[[ Exercise materials open ]]

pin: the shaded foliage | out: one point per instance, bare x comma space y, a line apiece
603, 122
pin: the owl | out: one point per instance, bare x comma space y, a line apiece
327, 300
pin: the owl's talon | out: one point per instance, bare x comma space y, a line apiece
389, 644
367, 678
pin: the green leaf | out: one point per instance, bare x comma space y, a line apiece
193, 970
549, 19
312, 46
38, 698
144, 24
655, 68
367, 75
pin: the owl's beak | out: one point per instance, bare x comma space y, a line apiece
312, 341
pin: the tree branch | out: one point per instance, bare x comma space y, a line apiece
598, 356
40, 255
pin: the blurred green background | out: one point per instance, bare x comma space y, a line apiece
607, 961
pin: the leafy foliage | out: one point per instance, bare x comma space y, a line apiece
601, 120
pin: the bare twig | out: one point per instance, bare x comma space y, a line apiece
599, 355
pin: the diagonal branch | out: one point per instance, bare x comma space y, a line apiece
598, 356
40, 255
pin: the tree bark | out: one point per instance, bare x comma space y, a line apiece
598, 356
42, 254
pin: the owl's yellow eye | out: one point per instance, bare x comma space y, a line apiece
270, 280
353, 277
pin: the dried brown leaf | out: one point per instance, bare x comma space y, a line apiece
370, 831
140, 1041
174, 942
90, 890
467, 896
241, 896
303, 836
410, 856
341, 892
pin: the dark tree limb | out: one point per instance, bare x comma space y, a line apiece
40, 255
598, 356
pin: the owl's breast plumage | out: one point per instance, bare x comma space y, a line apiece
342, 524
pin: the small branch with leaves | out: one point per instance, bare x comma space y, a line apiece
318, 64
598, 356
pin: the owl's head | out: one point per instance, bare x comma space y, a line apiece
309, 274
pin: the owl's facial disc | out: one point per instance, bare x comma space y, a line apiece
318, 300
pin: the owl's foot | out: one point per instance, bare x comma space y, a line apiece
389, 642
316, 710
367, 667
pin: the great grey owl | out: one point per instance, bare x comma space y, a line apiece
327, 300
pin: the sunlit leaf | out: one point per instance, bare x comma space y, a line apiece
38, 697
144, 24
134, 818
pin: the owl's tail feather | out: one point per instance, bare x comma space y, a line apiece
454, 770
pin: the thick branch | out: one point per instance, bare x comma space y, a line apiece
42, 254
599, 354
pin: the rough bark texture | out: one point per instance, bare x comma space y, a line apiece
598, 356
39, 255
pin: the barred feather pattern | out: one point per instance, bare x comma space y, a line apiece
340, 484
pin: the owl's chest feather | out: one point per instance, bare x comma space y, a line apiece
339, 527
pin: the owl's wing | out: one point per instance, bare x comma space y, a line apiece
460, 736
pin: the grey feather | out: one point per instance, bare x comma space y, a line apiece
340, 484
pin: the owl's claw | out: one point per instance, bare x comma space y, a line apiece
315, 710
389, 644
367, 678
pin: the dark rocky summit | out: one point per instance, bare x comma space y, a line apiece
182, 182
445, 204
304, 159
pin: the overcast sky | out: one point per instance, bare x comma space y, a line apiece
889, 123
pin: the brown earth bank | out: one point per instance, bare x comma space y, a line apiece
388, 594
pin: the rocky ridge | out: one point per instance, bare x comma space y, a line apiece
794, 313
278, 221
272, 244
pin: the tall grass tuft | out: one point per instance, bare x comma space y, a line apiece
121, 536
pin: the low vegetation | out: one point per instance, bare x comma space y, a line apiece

[[ Exercise materials closed ]]

Action item ▸
All of the lines above must be returned exactly as they stand.

Written response ▸
pin: the shaded foliage | out: one point per instance, bare x comma space y, a line apiece
603, 122
pin: the owl | out: one point per instance, bare x comma space y, a line apiece
327, 300
pin: the owl's talon | out: one point per instance, bare x comma space y, a line apiece
389, 644
367, 678
pin: the green leaf | out: one point per instance, bare x comma space y, a line apiece
193, 970
549, 19
312, 46
38, 698
144, 24
655, 68
367, 75
pin: the owl's beak | out: one point per instance, bare x comma space y, a line apiece
312, 341
pin: the tree branch | out: one point per instance, bare x comma space y, a line apiece
598, 356
40, 255
pin: the blurred green background | out: one point per instance, bare x comma space y, a line apiece
607, 961
pin: the leafy foliage | out: one point per instance, bare x comma space y, a line apiece
601, 120
pin: the bare twig | out: one point per instance, bare x comma space y, a line apiece
599, 355
pin: the diagonal branch | out: one point per instance, bare x comma space y, a line apiece
598, 356
40, 255
pin: the tree bark | out: one point per instance, bare x comma space y, a line apiece
598, 356
42, 254
pin: the owl's yellow eye | out: one point per instance, bare x comma space y, a line apiece
270, 280
353, 277
pin: the dried brown leaf | out: one point per instance, bare x comma space y, a line apiece
370, 831
140, 1041
174, 942
90, 890
467, 896
241, 896
303, 836
410, 856
341, 892
pin: the dark tree limb | out: one point per instance, bare x comma space y, a line apiece
40, 255
598, 356
pin: the owl's breast plumage | out: one point per instance, bare x comma space y, a line apiece
342, 524
pin: the small branch with leaves | out: one point per instance, bare x comma space y, a line apiece
318, 64
598, 356
pin: the owl's head | out: one point per instance, bare x comma space y, a line apiece
309, 274
pin: the owl's facial disc | out: one point per instance, bare x comma space y, a line apiece
318, 300
pin: the owl's foot | out: one point per instance, bare x comma space y, a line apiece
389, 642
316, 710
367, 667
pin: the great grey owl | out: one point per instance, bare x comma space y, a line apiece
327, 300
pin: the sunlit leaf | out: one point per instance, bare x comma space y, a line apiece
38, 697
144, 24
134, 818
pin: the owl's tail feather | out: one point per instance, bare x comma space y, a line apiece
454, 770
pin: the thick branch | out: one point per instance, bare x comma space y, a line apiece
42, 254
599, 354
pin: the rough bark texture | out: one point per instance, bare x comma space y, a line apiece
598, 356
39, 255
pin: the barred feather pattern | out: one point per instance, bare x comma space y, a line apiece
340, 484
pin: the owl's chest feather | out: one point per instance, bare x comma space y, a line apiece
339, 527
pin: the owl's wing | out: one point per instance, bare x comma space y, a line apiece
460, 736
pin: the grey feather | out: one point per instance, bare x comma space y, a line apiece
340, 484
pin: the owl's claw | out: one point per instance, bare x comma space y, a line apiece
315, 710
389, 644
367, 678
pin: the dark rocky summit | out: one point per instance, bare x comma space y, a line apiece
182, 182
445, 204
304, 159
pin: the overcast sky | out: one point per instance, bare x comma space y, a line apiece
889, 123
pin: the brown earth bank | out: one point per instance, bare x comma space y, a line apiece
388, 594
pin: the rocky ridge | out: one point per instance, bare x comma space y, a line apiece
794, 313
278, 221
272, 244
pin: the tall grass tuft | out: one point per instance, bare x comma space y, a line apiece
121, 536
pin: the low vegetation | out: one point per instance, bare x comma space y, a line apiece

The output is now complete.